文書抜粋:
***
圏論的指数の周辺:ラムダ計算、デカルト閉圏、ノイマン型コンピュータ

圏論勉強会は、コーヒーがなんと160円で飲めるベローチェで実施されました(参考→http://www.sampou.org/cgi-bin/haskell.cgi?CategoryTheory%3a%b7%f7%cf%c0%ca%d9%b6%af%b2%f1&l=jp、→http://d.hatena.ne.jp/bonotake/20070812/1186947754)。

僕が参加していた時間(1時間ほど)内にできた唯一の問題(2.3.2 Exercise)について述べてみます。問題自体は簡単なので、周辺事情とかも入れて、雰囲気やココロが伝わるように書くつもり。で、書いてみたら長くなっちゃったよ。

内容:

ベータ変換とイータ変換

ラムダ計算の“適用(apply)演算”をナカグロ記号「・」で明示的に示すと、

  • (λx.f(x))・a = f(a)

が成立します。これは、左から右へとみればベータ変換です。(上の等式では、f(x)、f(a) の意味が曖昧ですが、非形式的な話なので神経質に気にしないでください。)
***
課題 A: 文書抜粋によると、圏論勉強会はどこで実施されたか。
***
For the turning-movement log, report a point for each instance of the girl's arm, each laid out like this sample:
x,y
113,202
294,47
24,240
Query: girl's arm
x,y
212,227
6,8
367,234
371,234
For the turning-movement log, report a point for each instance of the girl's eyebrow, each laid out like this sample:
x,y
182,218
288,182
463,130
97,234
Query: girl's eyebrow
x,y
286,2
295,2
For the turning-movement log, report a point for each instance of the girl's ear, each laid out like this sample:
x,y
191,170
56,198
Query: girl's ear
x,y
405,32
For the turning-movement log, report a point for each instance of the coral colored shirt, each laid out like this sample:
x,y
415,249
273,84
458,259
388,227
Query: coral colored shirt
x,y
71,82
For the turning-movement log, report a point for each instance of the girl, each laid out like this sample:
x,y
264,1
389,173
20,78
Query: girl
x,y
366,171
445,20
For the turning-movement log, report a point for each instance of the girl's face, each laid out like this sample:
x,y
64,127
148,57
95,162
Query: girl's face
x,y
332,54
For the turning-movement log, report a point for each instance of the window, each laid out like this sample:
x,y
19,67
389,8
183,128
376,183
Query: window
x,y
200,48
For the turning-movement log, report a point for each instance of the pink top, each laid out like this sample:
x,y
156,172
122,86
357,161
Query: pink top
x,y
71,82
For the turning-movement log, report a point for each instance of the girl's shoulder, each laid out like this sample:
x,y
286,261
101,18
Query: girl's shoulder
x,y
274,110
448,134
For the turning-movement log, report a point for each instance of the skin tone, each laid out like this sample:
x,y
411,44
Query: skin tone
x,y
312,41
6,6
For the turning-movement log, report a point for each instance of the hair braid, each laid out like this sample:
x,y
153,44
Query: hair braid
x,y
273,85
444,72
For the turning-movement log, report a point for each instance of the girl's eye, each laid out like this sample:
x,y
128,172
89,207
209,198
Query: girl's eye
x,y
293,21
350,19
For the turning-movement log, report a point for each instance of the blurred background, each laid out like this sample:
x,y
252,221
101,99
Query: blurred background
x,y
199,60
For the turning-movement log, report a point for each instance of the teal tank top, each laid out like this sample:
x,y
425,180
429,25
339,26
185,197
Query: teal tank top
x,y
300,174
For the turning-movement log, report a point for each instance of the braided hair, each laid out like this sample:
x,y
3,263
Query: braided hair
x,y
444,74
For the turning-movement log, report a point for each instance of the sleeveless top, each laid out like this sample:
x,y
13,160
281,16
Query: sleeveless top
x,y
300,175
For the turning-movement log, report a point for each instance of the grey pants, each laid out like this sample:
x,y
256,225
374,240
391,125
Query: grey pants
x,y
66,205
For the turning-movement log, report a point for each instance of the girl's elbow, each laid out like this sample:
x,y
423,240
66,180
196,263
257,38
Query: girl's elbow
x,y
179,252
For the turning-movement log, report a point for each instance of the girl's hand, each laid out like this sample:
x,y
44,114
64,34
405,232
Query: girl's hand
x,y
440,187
***
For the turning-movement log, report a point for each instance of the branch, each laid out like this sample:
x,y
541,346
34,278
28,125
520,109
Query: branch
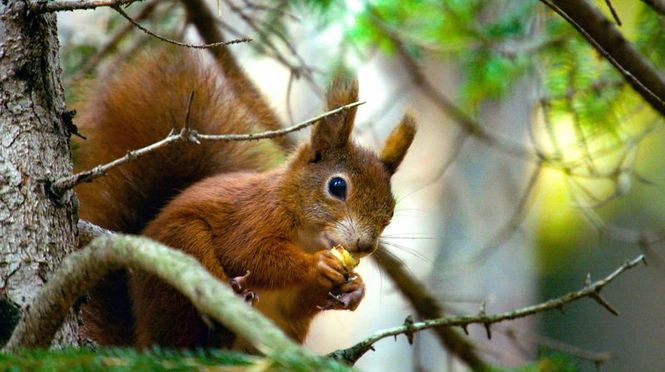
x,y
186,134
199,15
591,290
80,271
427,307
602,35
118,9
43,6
***
課題 B: リストから、文字列「shoulder」を含む行をすべて挙げよ。大文字と小文字は区別すること。

解答 A: コーヒーが160円で飲めるベローチェで実施された。

解答 B:
For the turning-movement log, report a point for each instance of the girl's shoulder, each laid out like this sample:
Query: girl's shoulder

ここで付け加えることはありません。